(Rows from a pointing dataset)
┄┄┄┄┄┄┄┄┄┄┄┄┄┄┄┄┄┄┄┄

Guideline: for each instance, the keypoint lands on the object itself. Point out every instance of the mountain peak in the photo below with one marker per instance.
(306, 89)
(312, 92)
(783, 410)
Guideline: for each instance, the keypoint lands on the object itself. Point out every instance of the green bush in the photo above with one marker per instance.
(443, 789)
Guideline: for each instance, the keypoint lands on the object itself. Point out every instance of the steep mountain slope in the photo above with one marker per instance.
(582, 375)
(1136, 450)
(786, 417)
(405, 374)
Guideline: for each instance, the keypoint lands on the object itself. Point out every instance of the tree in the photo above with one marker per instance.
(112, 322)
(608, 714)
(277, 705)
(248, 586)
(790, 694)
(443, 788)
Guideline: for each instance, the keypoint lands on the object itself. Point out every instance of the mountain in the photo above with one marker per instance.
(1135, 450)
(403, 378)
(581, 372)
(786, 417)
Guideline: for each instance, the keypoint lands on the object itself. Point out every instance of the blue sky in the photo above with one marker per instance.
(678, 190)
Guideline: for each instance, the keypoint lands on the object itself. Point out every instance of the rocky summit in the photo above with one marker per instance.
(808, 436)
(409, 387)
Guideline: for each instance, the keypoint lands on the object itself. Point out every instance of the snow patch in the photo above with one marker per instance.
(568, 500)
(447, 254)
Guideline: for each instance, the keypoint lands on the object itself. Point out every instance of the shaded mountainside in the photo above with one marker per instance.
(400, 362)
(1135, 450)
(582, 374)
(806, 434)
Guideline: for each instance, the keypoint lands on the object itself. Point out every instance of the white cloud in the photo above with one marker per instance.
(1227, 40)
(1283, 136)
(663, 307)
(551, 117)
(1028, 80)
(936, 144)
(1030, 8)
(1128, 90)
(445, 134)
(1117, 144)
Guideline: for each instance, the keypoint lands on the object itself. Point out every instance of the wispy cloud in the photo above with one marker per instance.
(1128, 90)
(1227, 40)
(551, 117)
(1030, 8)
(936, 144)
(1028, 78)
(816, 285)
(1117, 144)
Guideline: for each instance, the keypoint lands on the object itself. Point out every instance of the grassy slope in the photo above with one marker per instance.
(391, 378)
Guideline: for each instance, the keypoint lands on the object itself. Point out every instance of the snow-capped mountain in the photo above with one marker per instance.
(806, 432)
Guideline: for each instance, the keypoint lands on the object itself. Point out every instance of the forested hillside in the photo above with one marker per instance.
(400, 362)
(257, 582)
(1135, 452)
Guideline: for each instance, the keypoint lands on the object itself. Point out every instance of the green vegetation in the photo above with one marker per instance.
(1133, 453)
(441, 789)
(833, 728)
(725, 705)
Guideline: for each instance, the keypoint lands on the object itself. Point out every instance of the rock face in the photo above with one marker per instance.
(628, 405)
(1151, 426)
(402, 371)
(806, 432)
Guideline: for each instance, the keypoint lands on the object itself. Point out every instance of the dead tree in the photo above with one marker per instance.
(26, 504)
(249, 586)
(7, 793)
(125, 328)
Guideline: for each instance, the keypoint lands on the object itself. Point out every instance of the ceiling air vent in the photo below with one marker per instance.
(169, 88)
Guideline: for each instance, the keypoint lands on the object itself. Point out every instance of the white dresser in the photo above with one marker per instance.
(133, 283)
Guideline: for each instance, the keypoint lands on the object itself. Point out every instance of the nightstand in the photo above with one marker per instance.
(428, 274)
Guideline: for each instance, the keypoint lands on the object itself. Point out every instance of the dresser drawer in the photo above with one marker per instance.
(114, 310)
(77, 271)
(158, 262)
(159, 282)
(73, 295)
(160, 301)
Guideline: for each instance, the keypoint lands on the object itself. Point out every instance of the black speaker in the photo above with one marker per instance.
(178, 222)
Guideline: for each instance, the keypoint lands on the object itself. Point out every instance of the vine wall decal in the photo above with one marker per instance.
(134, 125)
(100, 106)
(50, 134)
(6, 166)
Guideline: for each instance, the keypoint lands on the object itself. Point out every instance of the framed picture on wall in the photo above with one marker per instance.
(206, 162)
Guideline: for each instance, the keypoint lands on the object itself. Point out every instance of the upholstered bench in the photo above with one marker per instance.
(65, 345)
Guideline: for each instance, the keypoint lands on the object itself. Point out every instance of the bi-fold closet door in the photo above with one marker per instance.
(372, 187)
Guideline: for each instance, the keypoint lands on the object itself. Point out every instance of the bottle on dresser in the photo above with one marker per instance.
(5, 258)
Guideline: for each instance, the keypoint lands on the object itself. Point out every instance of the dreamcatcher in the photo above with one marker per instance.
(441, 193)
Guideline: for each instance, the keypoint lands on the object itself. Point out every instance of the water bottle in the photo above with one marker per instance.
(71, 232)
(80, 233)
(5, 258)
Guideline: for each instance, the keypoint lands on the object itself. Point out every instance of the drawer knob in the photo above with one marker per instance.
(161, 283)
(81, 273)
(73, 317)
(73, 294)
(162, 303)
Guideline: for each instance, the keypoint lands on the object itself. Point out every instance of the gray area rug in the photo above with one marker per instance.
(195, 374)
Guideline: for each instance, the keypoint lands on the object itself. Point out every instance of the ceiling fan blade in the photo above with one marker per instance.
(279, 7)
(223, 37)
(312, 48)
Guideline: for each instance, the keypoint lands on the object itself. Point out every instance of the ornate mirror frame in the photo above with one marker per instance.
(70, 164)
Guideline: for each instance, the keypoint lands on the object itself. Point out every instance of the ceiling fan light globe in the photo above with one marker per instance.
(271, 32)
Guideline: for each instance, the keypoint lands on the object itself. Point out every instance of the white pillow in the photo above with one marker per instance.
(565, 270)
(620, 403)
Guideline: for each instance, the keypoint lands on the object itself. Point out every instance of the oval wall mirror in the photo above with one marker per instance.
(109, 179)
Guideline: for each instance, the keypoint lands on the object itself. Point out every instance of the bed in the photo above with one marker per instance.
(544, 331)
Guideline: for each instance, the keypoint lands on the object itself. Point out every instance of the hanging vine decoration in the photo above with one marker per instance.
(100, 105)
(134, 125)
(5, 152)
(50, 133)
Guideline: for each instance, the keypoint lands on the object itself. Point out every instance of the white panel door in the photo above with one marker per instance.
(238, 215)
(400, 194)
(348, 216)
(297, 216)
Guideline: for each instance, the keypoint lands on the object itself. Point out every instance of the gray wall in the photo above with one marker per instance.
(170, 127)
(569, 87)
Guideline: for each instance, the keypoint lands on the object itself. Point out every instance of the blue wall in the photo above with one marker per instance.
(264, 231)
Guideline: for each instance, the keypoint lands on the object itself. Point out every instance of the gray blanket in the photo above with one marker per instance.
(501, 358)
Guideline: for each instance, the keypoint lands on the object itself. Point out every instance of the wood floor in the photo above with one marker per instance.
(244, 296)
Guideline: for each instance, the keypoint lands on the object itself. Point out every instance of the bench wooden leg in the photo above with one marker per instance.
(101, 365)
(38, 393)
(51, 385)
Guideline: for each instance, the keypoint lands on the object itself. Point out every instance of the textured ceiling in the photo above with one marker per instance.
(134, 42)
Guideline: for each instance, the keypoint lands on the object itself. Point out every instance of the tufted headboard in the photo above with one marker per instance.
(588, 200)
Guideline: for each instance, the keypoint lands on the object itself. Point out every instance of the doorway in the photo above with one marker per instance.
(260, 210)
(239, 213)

┄┄┄┄┄┄┄┄┄┄┄┄┄┄┄┄┄┄┄┄

Repeat the material in full, exactly as it stands.

ANSWER TO THIS PROBLEM:
Guideline: for each instance, the keypoint lands on the object itself. Point out every instance of the mountain peak in the photo below with one marker per instance.
(306, 89)
(312, 92)
(783, 410)
Guideline: for each instance, the keypoint lands on the object itself. Point out every instance of the green bush in the photo above with one marker per instance.
(443, 789)
Guideline: for each instance, the keypoint lands on the object itself. Point out every instance of the steep mountain slope in the photo above with one marker per instance.
(582, 375)
(1136, 450)
(786, 417)
(405, 374)
Guideline: for each instance, the keypoint lands on the object itself. Point out every instance of the tree in the photo above with one marker per instance.
(112, 322)
(608, 714)
(277, 705)
(248, 586)
(790, 694)
(443, 788)
Guideline: for each instance, the keypoint lands on the object itself. Point out every instance of the mountain in the photo above with one marker per instance.
(1135, 450)
(403, 378)
(581, 372)
(786, 417)
Guideline: for each instance, the keypoint lands on the object itself. Point out every instance of the blue sky in the photo above with one marker per instance.
(678, 190)
Guideline: for each instance, the keypoint lands on the object itself. Point out every instance of the rocky summit in the photo above with one marker per instance.
(808, 436)
(409, 387)
Guideline: for each instance, the keypoint lands on the object itself. Point out every instance of the snow patch in the photo above with one marker per instance.
(568, 500)
(447, 254)
Guideline: for each instance, the keypoint lands on the object itself. Point out every instance of the shaded mountainside in the photo above with one marker per instance.
(400, 362)
(1135, 450)
(582, 374)
(806, 434)
Guideline: for each instance, the keypoint lands on the object itself. Point out every instance of the white cloud in the photo above with one marker per instance.
(1227, 40)
(1283, 136)
(663, 307)
(551, 117)
(1028, 80)
(936, 144)
(1030, 8)
(1128, 90)
(445, 134)
(1117, 144)
Guideline: for each instance, the keypoint lands on the object itself. Point out every instance of the wispy cloud in the photo above with one marker per instance.
(1128, 90)
(1227, 40)
(551, 117)
(1030, 8)
(936, 144)
(1028, 78)
(816, 285)
(1117, 144)
Guideline: for each instance, the keypoint lands on the object itself. Point out every instance of the grassy slope in the photo above with one marker per instance.
(391, 378)
Guideline: for each instance, the keypoint lands on the object itself. Point out every instance of the snow-capped mountain in the photo above with one marker per instance.
(806, 432)
Guideline: for each instance, the keypoint lands on the object itself. Point out every instance of the forested hillside in the photo above with one marker per instance.
(400, 362)
(257, 582)
(1135, 452)
Guideline: for each instance, the keypoint lands on the object itself. Point out every instance of the green vegetation in the photo above with one marker per instance.
(1133, 453)
(441, 789)
(833, 728)
(725, 705)
Guideline: for each instance, the keypoint lands on the object itself. Point out every instance of the rock face in the photo above with one marker per instance.
(628, 405)
(1151, 426)
(402, 371)
(806, 432)
Guideline: for each instance, the keypoint lands on the object itself. Point out every instance of the dead tree in the photo above with one marker per instance.
(26, 504)
(249, 586)
(7, 793)
(125, 328)
Guideline: for each instance, the keypoint lands on the object itself. Point out every instance of the ceiling air vent in the photo below with one marker per instance.
(169, 88)
Guideline: for each instance, the keypoint lands on the object itself. Point out every instance of the white dresser in the photo above with one marker per instance.
(133, 283)
Guideline: for each instance, the keypoint lands on the object itself. Point out every instance of the nightstand in the photo above with one marker per instance.
(428, 274)
Guideline: for each instance, the keypoint lands on the object itself. Point out every instance of the dresser drawer in the photo above with one marker per instance.
(114, 310)
(77, 271)
(158, 262)
(159, 282)
(73, 295)
(160, 301)
Guideline: for each instance, the keypoint lands on the object itself. Point out every instance of the black speaker in the photo above with one marker per instance.
(178, 222)
Guideline: for each instance, the keypoint lands on the object itself. Point out every instance of the vine wall decal in the photo above with one marker per instance.
(134, 125)
(100, 106)
(50, 134)
(6, 166)
Guideline: for each instance, the keypoint lands on the object itself. Point out every instance of the framed picture on wall in the photo above with one marker per instance.
(206, 162)
Guideline: for each instance, the keypoint lands on the object itself. Point out every instance of the upholstered bench in the photo above with one marker per instance.
(65, 345)
Guideline: for each instance, the keypoint lands on the object itself. Point out every instance of the bi-fold closet door in the photo above with one marker per instance.
(372, 187)
Guideline: for each instance, the keypoint lands on the object itself. Point out every instance of the bottle on dresser in the photo above with one marker per instance.
(5, 258)
Guideline: for each instance, the keypoint lands on the object itself. Point out every instance of the dreamcatcher in the photo above with one marker per instance.
(441, 193)
Guideline: for each instance, the keypoint lands on the object itself. Point out every instance of the water bottle in the photo above with one marker per instance.
(71, 232)
(80, 233)
(5, 258)
Guideline: for each instance, the keypoint lands on the object itself. Point out every instance of the drawer knob in the photo above with one marker per instance.
(161, 283)
(81, 273)
(73, 317)
(73, 294)
(162, 303)
Guideline: for each instance, the keypoint lands on the object itself. Point out every instance of the gray area rug in the photo above with one marker per instance.
(195, 374)
Guideline: for each instance, the keypoint lands on the object itself. Point out every instance of the ceiling fan blade in the photo above with one marker per instance.
(279, 7)
(223, 37)
(312, 48)
Guideline: for each instance, the keypoint lands on the object itself. Point out every instance of the ornate mirror frame in the photo above with one marker per instance.
(70, 164)
Guideline: for each instance, the keypoint lands on the object itself. Point out every instance of the ceiling fan light globe in the photo above with one marker per instance.
(271, 32)
Guideline: for each instance, the keypoint lands on the object itself. Point out every instance of the white pillow in the photo above with one marker per instance.
(565, 270)
(620, 403)
Guideline: for each instance, the keypoint lands on the object itself. Point out every instance of the oval wall mirror in the photo above with one marker per instance.
(109, 179)
Guideline: for each instance, the keypoint lands on the object itself. Point out every instance of the bed in the photo above with one marker per instance.
(544, 331)
Guideline: for each instance, the keypoint lands on the object itself. Point out every instance of the hanging vine decoration in the photo above with one marker per instance.
(100, 105)
(134, 125)
(5, 152)
(50, 133)
Guideline: for each instance, the keypoint lands on the object itself. Point out every instance of the white panel door in the photo above with one marker per instance.
(238, 215)
(400, 194)
(348, 216)
(297, 216)
Guideline: for each instance, the keypoint lands on the object itself. Point out every instance of the gray wall in the photo above with one marker per instance.
(170, 127)
(569, 87)
Guideline: for each instance, the keypoint lands on the object itself. Point out every instance of the blue wall in the photo above with one marker per instance.
(264, 231)
Guideline: for each instance, the keypoint lands on the object itself. Point out every instance of the gray blanket in the photo above with one marker per instance.
(501, 358)
Guideline: for each instance, the keypoint lands on the object itself. Point out every instance of the wood floor in the photo above with one marker per instance.
(244, 296)
Guideline: for each instance, the keypoint lands on the object itself. Point out every instance of the bench wooden leg in the photo above with one marker per instance.
(101, 365)
(38, 393)
(51, 385)
Guideline: for each instance, the keypoint lands on the object itself. Point out every instance of the textured ceiling in the photo above with one marker per instance.
(134, 42)
Guideline: for each instance, the keypoint lands on the object itself. Point out every instance of the tufted headboard in the photo above with one marker per instance.
(588, 200)
Guideline: for each instance, the keypoint lands on the object itself. Point out every instance of the doorway in the photo above with one marker per instance.
(260, 210)
(239, 213)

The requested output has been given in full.